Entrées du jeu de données
################

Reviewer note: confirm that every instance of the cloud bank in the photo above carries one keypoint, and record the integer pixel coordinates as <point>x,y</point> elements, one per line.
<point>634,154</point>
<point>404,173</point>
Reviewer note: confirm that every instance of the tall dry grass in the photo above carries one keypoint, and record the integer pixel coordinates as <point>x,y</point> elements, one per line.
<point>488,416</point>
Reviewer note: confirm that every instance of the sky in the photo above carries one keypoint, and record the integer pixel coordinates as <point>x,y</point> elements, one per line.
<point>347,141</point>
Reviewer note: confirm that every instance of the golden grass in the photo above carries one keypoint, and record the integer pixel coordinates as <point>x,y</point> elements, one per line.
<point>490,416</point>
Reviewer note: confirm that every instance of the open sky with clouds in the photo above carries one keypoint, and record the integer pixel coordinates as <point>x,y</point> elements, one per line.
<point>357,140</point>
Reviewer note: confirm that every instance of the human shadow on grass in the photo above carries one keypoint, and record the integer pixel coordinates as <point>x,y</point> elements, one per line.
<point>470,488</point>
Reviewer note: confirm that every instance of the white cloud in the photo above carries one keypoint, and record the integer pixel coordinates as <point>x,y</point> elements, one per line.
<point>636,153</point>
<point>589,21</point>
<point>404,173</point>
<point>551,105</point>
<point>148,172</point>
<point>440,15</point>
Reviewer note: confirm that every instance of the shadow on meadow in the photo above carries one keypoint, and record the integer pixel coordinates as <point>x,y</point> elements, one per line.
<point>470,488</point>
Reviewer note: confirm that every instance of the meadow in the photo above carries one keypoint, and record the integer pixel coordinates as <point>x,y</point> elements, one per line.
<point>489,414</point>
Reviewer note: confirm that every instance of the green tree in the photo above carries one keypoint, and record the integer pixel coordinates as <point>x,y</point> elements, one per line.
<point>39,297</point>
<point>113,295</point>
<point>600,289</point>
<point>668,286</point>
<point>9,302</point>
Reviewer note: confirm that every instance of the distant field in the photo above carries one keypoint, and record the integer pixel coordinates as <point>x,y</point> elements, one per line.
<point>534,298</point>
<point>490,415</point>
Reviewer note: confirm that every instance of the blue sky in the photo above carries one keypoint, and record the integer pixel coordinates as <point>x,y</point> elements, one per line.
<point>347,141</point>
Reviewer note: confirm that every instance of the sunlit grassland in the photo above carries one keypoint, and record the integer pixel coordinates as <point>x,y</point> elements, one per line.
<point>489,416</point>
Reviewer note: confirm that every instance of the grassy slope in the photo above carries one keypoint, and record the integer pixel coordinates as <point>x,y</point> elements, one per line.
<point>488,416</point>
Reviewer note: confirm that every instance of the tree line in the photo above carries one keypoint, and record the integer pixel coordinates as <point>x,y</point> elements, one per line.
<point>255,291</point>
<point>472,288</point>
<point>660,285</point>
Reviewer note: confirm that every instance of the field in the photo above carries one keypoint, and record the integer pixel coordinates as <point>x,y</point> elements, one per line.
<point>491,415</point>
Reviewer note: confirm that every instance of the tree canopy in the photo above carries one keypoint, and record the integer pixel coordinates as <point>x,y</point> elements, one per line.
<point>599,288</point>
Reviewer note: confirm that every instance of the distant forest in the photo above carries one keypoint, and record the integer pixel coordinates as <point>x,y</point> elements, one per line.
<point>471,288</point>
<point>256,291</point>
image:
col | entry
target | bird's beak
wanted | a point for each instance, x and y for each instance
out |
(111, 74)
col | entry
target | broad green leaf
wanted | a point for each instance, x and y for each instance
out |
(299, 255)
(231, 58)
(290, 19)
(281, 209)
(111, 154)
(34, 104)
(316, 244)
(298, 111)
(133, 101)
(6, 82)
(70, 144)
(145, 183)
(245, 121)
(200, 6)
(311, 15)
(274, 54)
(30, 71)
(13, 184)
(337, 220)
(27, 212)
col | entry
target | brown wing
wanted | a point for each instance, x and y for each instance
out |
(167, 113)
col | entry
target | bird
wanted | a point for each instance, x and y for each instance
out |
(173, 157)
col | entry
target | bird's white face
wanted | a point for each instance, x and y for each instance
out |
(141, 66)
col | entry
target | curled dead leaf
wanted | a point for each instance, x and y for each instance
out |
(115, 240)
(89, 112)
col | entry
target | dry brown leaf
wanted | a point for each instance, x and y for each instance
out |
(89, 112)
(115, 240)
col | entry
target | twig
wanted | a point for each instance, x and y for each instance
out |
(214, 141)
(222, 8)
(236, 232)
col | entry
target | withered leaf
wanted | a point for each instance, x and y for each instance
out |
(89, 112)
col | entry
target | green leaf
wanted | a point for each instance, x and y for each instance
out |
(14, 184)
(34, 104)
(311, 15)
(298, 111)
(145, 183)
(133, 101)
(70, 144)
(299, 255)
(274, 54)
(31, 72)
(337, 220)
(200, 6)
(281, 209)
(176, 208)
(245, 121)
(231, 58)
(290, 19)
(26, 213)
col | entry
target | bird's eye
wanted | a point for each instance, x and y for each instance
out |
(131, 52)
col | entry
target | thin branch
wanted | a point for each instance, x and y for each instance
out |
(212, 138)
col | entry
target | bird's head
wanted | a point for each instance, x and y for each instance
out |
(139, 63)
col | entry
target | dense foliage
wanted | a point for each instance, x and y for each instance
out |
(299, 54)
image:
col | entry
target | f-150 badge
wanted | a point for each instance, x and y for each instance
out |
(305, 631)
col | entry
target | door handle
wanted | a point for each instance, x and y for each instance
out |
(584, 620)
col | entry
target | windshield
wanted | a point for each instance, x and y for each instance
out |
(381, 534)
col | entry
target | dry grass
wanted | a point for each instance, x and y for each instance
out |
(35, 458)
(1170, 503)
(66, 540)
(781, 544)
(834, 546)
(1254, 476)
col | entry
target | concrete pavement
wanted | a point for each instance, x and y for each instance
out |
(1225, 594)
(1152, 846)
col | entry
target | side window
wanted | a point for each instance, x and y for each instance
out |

################

Combien de lignes des entrées ci-dessus contiennent la chaîne « green » ? Donnez uniquement ce nombre.

*Corrigé*.
3